• _Daftar Tugas_
• 1. Ringkas paragraf dokumen di bawah yang diawali "Paling tinggi adalah kasus penganiayaan" menjadi sebuah daftar. Pertahankan jumlah untuk tiap jenis kasus.
• 2. Teruskan dokumen tentang rapor kinerja Polri di bawah, mulai dari sesudah kalimat terakhirnya.

• _Dokumen_

__________

Paling tinggi adalah kasus penganiayaan yang dilakukan aparat kepolisian. Dalam kurun waktu satu tahun, ada 80 kasus yang terjadi. Dibawahnya, ada kasus penembakan dengan jumlah 39 kasus. Yang tidak kalah banyak adalah penyiksaan (31 kasus), dan intimidasi 24 kasus.

Tindakan-tindakan represif selama setahun tersebut banyak terjadi saat Polisi melakukan aksi penertiban. Terutama, dalam kegiatan demonstrasi bahan bakar atau agraria.

Banyaknya catatan buruk itu membuat Kontras menuntut Polisi agar berkerja lebih baik dan professional. ‘’Praktik kekerasan bisa dihindari kalau anggota tunduk dan patuh pada ketentuan internal Polri,’’ tuturnya.

Rapor merah juga diberikan kepada Polisi atas lemahnya sikap terhadap organisasi massa atau vigilante. Terbukti, tidak sedikit Ormas yang berani bertindak anarkis dan aparat tidak memberikan hukuman tegas.

Yang ada, klaimnya, Polisi justru banyak melakukan hubungan kerja sama niaga atau politik dengan Ormas bermasalah.

Akibatnya, Ormas jadi tumbuh subur dan tindakan mereka makin tidak terkontrol. Kontras khawatir, Ormas nantinya muncul sebagai kekuatan baru yang nanti tidak lagi bisa dikendalikan Polisi.

Benih-benih lepas kontrol sebenarnya sudah terlihat, ujungnya masyarakat menjadi kehilangan rasa aman terhadap kehadiran Ormas.

Kontras sendiri berharap agar ada pengawasan berkala di dalam tubuh institusi Polri. Arahnya jelas, supaya aparat yang melanggar bisa benar-benar mendapatkan hukuman yang setimpal.

Termasuk, evaluasi keterlibatan Polisi dibeberapa konflik seperti agraria, agama, dan pengamanan di daerah konflik.

Kompolnas Terima 207 Pengaduan

Di bagian lain, lembaga negara yang bertugas mengawasi Polri, Komisi Kepolisian Nasional menerima ratusan laporan pengaduan dari masyarakat. Rata-rata yang dikeluhkan adalah penyalahgunaan wewenang.

‘’Untuk tahun ini, sejak Januari sampai akhir Juni ada 207 laporan,’’ ujar Komisioner Kompolnas Edi Saputra Hasibuan usai HUT Bhayangkara, Ahad (1/07).

Menurut Edi, panggilan akrabnya, sebanyak 207 laporan itu berasal dari seluruh Indonesia. ‘’Kita sedang melakukan rekap ulang per Polda. Nanti akan kita bahas satu persatu,’’ ujar mantan wartawan yang lama bertugas di Mabes Polri ini.

__________

• _Data Sumber_
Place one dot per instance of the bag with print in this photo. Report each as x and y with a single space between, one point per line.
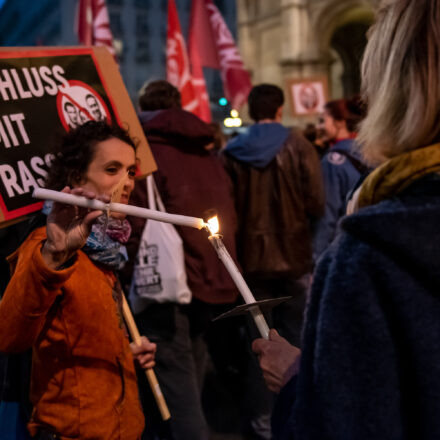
159 271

__________

• _Hasil Latihan_
• 1.
Kasus oleh aparat kepolisian dalam kurun satu tahun:
- Penganiayaan: 80 kasus (paling tinggi)
- Penembakan: 39 kasus
- Penyiksaan: 31 kasus
- Intimidasi: 24 kasus

• 2.
Kompolnas memiliki kewenangan untuk meminta klarifikasi terhadap pejabat kepolisian. Kompolnas juga melapor langsung pada Presiden. ‘’Kita harapkan masyarakat tak ragu-ragu melapor jika mendapatkan pelayanan buruk dari polisi,’’ kata Edi.

Ia menilai prestasi Polri di bawah Kapolri Jenderal Timur Pradopo cenderung menonjol di bidang pemberantasan terorisme dan narkoba. ‘’Idealnya, semua lini harus bagus. Tidak hanya Densus saja, tapi juga resersenya, polisi lalu-lintasnya, sampai ke polsek-polsek,’’ katanya.

Secara terpisah, Ketua Presidium IPW Neta S Pane mengatakan, kinerja institusi yang kini dipimpin Jenderal Polisi Timur Pradopo masih banyak dikeluhkan publik.

Berdasarkan data yang dihimpun IPW, sepanjang 2011 misalnya, ada 97 orang tidak bersalah ditembak polisi, 19 tewas, dan 78 lainnya luka. Mereka menjadi korban kesewenang-wenangan polisi dalam menggunakan senjata api.   

‘’Di tahun 2012, selama semester pertama, ada 18 kasus penzaliman yang dilakukan polisi dengan melibatkan 34 anggotanya. Delapan di antaranya kasus salah tembak, dan 10 lainnya penyiksaan,’’ jelasnya.

Menurut IPW, itu terjadi karena kepedulian atasan terhadap bawahan masih sangat rendah. Fungsi kontrol internal tidak berjalan, begitu juga eksternal.

Aparat kepolisian yang melakukan kesewenang-wenangan tidak dihukum maksimal. ‘’Selama pimpinan tidak tegas menghukum, pelanggaran akan terus muncul,’’ katanya.

Bendera OPM Berkibar

Perayaan Hari Ulang Tahun (HUT) Polri ke-66, Ahad (1/7), momennya bersamaan dengan perayaan HUT Organisasi Papua Merdeka (OPM). Di Papua, polisi menurunkan enam bendera bintang kejora yang dikibarkan simpatisan organisasi yang dilarang pemerintah tersebut.

Kadiv Humas Polri Irjen (pol) Saud Usman Nasution di sela-sela perayaan HUT Polri di Markas Komando Brigade Mobil Kelapa Dua Depok, Ahad (1/7) menungkapkan, terdapat enam bendera OPM yang berkibar di enam lokasi.

‘’Dua lokasi di Jayapura, kemudian empat lokasi di Keerom. Sudah ditangani aparat di sana dengan pendekatan persuasif agar tidak terjadi hal yang tidak diinginkan,’’ kata Saud.

Sebelumnya Polri telah mengantisipasi perayaan HUT OPM oleh warga di Papua. Polri telah memberikan imbauan agar masyarakat tidak melakukan pengibaran bendera OPM.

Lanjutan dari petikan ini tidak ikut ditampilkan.